Text shown —
────────────────────────────────────────

This paper retests the conventional reduct methods through the use of a simulation dataset and points out their problems after summarizing the conventional rough sets and reduct methods. Then a new reduct method is proposed to overcome their problems from a statistical point of view. Specifically, the new method recognizes each sample data in the decision table as the outcomes of random variables of the tuple of the condition attributes and the decision attribute, since the dataset is obtained from their population of interest. Accordingly, the reduct problem can be replaced by the problem of finding the condition attributes which are statistically independent of the decision attribute and/or its values. The statistical independence can be easily tested, for example, by a Chi-square test using the dataset. The validity of the new reduct method is confirmed by applying it to the simulation dataset. The experiment also gives an idea of improving STRIM (Statistical Test Rule Induction Method [8,9,10,11]) to include the reduct function and to induce if-then rules more efficiently. The usefulness of the reduct method and the improved STIRM are also confirmed by applying them to a UCI dataset [12] prepared for machine learning.

Table 1. An example of a decision table.

2 Conventional Rough Sets and Reduct Method

Rough Sets theory is used for inducing if-then rules from a decision table S. S is conventionally denoted \(S=(U, A=C \cup \{D\}, V, \rho )\). Here, \(U=\{u(i) | i=1, ..., |U|=N\}\) is a sample set, A is an attribute set, \(C=\{C(j) | j=1, ..., |C|\}\) is a condition attribute set, C(j) is a member of C and a condition attribute and D is a decision attribute. V is a set of attribute values denoted by \(V=\cup _{a\in A} {V_{a}}\) and is characterized by an information function \(\rho \): \(U \times A \rightarrow V\). Table 1 shows an example where \(|C|=6\), \(|V_{a=C(j)}|=M_{C(j)}=6\), \(|V_{a=D}|=M_D=6\), \(\rho (x=u(1), a=C(1))=5\), \(\rho (x=u(2), a=C(2))=5\), and so on.

Rough Sets theory focuses on the following equivalence relation and equivalence set of indiscernibility:

$$ I_{C} = \{(u(i),u(j)) \in U^{2} \vert \rho (u(i),a) = \rho (u(j),a), \forall a \in C\}. $$

\(I_{C}\) derives the quotient set \(U/I_{C} =\{[u_{i}]_{C} \vert i=1,2,...\}\). Here, \([u_{i}]_{C} = \{u(j) \in U \vert (u(j),u_{i}) \in I_{C}, u_{i} \in U\}\). \([u_{i}]_{C}\) is an equivalence set with the representative element \(u_{i}\) and is called an element set of C in Rough Sets theory [2]. Let be \(\forall X \subseteq U\) then X can be approximated like \(C_{*}(X) \subseteq X \subseteq C^{*}(X)\) by use of the element set. Here,

$$\begin{aligned} C_{*}(X)= & {} \{u_{i} \in U \vert [u_{i}]_{C} \subseteq X\}, \end{aligned}$$
(1)

────────────────────────────────────────

Exercise requirements —
[A] Can you copy the stretch of the rough sets text from "2 Conventional Rough" through "a=C(2))=5\), and so on."?
[B] Would you carry on the rough sets text from the point where it stops?
The listing after this passage is separate material, apart from the rough sets text.

────────────────────────────────────────

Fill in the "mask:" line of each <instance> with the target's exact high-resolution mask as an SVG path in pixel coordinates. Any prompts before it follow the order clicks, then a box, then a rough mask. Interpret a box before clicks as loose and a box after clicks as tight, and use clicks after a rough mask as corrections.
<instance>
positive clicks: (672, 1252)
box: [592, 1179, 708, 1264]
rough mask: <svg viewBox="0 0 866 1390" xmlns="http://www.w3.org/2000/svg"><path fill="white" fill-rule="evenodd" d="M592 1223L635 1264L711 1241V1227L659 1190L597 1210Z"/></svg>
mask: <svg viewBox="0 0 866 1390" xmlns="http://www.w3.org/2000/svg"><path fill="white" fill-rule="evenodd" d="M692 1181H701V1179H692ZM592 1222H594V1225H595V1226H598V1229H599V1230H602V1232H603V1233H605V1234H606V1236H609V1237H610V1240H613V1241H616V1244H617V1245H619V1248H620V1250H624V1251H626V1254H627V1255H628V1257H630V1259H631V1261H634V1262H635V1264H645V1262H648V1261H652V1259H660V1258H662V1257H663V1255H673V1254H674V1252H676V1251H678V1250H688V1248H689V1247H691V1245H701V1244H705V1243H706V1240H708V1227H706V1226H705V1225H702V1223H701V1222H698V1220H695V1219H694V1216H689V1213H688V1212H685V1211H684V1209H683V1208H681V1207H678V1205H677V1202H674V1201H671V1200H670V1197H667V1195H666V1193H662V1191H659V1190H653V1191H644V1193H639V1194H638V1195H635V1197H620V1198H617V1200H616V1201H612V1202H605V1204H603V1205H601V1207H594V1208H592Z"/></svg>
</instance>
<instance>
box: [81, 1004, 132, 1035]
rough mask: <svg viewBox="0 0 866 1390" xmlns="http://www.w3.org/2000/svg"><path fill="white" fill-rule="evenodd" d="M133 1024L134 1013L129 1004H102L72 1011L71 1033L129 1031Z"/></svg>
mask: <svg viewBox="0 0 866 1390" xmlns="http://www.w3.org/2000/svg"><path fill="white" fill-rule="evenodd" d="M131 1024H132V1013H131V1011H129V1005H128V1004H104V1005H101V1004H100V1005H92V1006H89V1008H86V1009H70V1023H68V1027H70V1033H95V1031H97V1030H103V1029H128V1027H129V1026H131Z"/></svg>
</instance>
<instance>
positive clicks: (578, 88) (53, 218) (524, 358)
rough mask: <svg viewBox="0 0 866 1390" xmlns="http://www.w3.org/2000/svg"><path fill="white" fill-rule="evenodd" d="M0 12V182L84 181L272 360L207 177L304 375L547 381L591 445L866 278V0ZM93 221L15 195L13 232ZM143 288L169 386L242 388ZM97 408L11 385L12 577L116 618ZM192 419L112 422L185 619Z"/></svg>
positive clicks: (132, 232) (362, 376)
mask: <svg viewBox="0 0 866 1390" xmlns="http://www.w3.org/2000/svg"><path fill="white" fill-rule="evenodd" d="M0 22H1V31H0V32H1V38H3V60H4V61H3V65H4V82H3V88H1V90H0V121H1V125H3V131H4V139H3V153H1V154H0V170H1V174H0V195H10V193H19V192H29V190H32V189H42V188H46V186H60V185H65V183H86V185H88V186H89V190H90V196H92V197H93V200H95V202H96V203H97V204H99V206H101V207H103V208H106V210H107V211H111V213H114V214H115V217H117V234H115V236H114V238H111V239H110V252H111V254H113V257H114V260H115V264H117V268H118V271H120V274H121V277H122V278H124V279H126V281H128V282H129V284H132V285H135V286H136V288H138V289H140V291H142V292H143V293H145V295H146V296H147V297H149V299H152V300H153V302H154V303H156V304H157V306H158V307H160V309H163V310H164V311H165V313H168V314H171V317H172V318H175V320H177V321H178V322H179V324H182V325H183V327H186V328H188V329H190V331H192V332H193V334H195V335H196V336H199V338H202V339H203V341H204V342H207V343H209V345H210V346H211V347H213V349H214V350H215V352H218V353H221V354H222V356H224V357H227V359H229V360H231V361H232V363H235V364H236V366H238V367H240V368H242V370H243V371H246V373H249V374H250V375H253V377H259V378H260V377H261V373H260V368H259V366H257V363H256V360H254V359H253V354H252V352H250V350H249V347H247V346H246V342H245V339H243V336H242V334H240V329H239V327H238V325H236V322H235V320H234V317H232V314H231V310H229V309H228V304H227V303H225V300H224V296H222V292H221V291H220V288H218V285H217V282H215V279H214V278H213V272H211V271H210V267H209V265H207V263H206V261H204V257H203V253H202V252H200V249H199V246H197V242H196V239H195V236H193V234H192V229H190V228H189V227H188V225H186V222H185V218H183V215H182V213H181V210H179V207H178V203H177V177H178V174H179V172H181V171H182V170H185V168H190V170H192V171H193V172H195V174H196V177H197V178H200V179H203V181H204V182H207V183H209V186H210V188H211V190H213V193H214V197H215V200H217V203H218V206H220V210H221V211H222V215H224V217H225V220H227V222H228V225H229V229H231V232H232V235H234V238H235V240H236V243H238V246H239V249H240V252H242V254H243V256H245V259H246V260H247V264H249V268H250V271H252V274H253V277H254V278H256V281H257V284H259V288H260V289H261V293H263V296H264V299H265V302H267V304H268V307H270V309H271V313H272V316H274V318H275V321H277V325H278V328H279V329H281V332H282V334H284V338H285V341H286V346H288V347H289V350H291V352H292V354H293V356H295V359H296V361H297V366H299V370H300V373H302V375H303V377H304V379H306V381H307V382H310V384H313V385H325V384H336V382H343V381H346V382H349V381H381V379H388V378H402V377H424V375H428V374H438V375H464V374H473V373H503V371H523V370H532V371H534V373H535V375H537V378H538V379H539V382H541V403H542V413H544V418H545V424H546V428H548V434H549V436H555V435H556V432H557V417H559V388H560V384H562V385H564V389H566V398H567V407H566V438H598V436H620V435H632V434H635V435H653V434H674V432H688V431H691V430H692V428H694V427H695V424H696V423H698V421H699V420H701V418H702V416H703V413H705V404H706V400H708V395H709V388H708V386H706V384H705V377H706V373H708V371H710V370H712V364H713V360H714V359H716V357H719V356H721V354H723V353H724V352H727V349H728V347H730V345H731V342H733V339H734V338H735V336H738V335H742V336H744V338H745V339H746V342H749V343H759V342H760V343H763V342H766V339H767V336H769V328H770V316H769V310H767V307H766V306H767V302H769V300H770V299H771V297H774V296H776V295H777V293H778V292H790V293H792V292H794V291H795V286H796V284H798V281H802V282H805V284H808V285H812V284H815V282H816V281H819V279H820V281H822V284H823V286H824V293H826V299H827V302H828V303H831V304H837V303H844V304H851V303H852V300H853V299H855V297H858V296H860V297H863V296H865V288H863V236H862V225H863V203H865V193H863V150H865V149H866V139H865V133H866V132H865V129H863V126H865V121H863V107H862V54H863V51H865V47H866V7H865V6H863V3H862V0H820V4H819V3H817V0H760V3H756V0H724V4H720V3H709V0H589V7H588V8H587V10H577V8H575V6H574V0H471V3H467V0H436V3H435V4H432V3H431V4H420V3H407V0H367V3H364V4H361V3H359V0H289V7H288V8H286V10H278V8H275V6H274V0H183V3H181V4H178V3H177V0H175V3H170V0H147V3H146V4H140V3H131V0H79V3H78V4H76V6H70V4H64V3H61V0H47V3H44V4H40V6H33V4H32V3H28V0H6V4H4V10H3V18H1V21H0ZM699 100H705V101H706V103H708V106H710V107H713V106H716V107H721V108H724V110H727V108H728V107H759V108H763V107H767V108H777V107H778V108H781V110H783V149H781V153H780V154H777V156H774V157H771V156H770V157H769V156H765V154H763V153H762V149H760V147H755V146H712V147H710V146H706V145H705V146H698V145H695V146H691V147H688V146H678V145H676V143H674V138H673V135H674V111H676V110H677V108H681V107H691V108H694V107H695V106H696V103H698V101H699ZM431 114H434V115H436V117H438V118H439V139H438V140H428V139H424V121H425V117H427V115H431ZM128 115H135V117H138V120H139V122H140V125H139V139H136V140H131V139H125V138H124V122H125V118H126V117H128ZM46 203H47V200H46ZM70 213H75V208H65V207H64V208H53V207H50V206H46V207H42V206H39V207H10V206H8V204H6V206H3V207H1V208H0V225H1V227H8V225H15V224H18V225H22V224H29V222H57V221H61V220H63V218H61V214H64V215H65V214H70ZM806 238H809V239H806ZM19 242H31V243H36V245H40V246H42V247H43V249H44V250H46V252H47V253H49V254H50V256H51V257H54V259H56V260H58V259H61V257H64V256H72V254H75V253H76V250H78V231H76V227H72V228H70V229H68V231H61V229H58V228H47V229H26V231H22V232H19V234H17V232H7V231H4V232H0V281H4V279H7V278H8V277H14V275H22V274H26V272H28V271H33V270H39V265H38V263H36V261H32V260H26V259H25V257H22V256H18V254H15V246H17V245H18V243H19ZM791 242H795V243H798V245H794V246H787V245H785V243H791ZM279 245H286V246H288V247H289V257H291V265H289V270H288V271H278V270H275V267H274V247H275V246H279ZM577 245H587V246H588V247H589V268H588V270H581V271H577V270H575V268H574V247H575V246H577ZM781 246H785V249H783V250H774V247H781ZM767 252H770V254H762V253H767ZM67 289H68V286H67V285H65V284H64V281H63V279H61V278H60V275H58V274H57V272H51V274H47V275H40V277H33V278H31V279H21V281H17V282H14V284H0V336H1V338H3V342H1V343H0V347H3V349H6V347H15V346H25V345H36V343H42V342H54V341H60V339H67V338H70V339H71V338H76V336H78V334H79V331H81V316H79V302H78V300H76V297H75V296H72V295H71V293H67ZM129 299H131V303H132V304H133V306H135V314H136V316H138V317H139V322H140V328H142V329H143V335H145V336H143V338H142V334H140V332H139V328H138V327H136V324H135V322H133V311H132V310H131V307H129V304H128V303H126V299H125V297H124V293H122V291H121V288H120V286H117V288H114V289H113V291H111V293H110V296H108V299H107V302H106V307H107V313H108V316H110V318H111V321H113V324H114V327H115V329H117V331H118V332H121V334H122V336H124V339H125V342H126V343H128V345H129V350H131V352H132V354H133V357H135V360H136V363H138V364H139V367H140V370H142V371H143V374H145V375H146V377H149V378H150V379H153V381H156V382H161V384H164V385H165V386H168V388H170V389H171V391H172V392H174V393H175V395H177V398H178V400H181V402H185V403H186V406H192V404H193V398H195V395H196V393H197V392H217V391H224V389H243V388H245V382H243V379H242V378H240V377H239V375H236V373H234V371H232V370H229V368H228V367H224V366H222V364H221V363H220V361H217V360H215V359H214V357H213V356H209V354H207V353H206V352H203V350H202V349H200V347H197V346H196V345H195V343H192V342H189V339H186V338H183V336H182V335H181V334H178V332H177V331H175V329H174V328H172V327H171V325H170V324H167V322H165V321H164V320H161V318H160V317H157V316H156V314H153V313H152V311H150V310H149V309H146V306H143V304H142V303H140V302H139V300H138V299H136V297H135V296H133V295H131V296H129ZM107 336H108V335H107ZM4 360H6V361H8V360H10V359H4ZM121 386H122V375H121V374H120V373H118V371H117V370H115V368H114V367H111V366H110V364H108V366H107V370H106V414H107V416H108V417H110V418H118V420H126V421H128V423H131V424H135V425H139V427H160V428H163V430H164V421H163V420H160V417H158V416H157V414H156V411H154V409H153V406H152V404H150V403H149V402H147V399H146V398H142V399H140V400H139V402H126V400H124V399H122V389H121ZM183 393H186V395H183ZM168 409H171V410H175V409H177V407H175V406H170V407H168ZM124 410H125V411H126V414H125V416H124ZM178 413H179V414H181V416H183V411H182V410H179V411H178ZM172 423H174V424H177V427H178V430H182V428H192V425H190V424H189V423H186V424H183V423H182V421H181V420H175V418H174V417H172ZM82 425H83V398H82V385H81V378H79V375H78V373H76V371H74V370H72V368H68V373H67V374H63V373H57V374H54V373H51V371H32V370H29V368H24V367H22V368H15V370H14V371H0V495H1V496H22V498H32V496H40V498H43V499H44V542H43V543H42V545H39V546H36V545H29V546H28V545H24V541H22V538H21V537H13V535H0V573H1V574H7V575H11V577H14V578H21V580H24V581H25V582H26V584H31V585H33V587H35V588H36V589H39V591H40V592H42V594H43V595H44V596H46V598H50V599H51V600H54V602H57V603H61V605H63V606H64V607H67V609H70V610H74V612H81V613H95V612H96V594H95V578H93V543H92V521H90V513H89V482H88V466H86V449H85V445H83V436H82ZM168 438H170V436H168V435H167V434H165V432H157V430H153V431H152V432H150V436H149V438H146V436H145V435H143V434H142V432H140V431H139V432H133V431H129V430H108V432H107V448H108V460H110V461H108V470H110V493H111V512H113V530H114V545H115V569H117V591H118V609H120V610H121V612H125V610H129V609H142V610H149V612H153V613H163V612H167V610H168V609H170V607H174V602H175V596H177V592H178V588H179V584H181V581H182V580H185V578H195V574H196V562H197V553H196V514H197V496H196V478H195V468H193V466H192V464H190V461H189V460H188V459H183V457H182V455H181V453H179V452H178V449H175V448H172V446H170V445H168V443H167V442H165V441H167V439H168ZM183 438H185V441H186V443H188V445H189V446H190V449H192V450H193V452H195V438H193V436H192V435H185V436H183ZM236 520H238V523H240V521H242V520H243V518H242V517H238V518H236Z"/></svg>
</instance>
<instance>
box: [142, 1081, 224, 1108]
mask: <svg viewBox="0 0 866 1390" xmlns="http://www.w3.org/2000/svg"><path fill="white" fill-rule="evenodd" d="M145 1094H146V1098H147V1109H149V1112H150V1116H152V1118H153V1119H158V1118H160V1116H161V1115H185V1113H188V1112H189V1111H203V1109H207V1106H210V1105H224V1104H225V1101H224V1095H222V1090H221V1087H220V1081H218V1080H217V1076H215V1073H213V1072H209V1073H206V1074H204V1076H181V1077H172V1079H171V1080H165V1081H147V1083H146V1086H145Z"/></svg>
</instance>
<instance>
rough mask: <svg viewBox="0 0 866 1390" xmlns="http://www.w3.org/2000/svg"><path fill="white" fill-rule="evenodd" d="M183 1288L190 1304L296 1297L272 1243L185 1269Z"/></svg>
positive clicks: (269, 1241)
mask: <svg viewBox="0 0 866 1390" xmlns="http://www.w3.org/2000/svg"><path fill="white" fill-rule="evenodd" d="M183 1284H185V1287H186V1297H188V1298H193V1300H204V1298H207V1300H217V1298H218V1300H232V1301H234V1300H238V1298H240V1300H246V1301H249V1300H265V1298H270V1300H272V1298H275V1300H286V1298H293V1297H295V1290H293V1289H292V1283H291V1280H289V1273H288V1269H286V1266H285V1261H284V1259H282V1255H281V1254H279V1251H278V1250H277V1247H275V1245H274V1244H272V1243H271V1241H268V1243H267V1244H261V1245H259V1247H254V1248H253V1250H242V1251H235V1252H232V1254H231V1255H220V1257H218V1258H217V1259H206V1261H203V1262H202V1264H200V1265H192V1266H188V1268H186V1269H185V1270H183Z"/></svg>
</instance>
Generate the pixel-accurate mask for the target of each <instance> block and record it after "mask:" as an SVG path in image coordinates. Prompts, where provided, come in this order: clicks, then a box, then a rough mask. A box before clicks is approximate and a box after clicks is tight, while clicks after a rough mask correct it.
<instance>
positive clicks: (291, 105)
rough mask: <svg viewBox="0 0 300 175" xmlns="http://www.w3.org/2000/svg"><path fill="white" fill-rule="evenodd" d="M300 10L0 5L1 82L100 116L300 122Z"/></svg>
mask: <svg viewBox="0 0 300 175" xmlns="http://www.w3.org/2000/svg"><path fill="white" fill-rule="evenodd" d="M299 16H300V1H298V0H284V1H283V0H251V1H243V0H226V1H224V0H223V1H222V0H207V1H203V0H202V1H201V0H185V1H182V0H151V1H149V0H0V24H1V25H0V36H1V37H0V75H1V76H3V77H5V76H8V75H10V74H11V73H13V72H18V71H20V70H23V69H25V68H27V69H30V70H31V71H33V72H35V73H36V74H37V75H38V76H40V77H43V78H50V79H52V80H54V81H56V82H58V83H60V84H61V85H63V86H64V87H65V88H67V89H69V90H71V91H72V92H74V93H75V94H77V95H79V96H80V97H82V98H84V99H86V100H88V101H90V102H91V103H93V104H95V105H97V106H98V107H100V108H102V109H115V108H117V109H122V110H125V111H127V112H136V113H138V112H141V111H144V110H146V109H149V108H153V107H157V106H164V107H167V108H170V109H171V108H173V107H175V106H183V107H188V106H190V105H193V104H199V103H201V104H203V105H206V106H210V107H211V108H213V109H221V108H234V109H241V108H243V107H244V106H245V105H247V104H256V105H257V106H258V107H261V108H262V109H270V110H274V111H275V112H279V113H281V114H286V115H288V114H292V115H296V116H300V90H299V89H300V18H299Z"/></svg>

────────────────────────────────────────

Task results —
[A]
2 Conventional Rough Sets and Reduct Method

Rough Sets theory is used for inducing if-then rules from a decision table S. S is conventionally denoted \(S=(U, A=C \cup \{D\}, V, \rho )\). Here, \(U=\{u(i) | i=1, ..., |U|=N\}\) is a sample set, A is an attribute set, \(C=\{C(j) | j=1, ..., |C|\}\) is a condition attribute set, C(j) is a member of C and a condition attribute and D is a decision attribute. V is a set of attribute values denoted by \(V=\cup _{a\in A} {V_{a}}\) and is characterized by an information function \(\rho \): \(U \times A \rightarrow V\). Table 1 shows an example where \(|C|=6\), \(|V_{a=C(j)}|=M_{C(j)}=6\), \(|V_{a=D}|=M_D=6\), \(\rho (x=u(1), a=C(1))=5\), \(\rho (x=u(2), a=C(2))=5\), and so on.

[B]
$$\begin{aligned} C^{*}(X)= & {} \{u_{i} \in U \vert [u_{i}]_{C} \cap X \ne \emptyset \}, \end{aligned}$$
(2)

\(C_{*}(X)\) and \(C^{*}(X)\) are called the lower and upper approximations of X by C respectively. The pair of \((C_{*}(X),C^{*}(X))\) is usually called a rough set of X by C. Specifically, let \(X=D_{d} = \{u(i) \vert (\rho (u(i),D)=d\}\) called concept \(D=d\) then \(C_{*}(X)\) is surely a set satisfying \(D=d\) since \(C_{*}(X) \subseteq X\) and it derives if-then rules of \(D=d\) with necessity.

The conventional Rough Sets theory seeks a minimal subset of C denoted with \(B (\subseteq C)\) satisfying the following two conditions:

  1. (i)

    \(B_{*}(D_{d})=C_{*}(D_{d})\), \(d=1,2,...,M_{D}\).

  2. (ii)

    \(a (\in B)\) satisfying \((B-\{a\})_{*}(D_{d})=C_{*}(D_{d})\) \((d=1,2,...,M_{D})\) does not exist.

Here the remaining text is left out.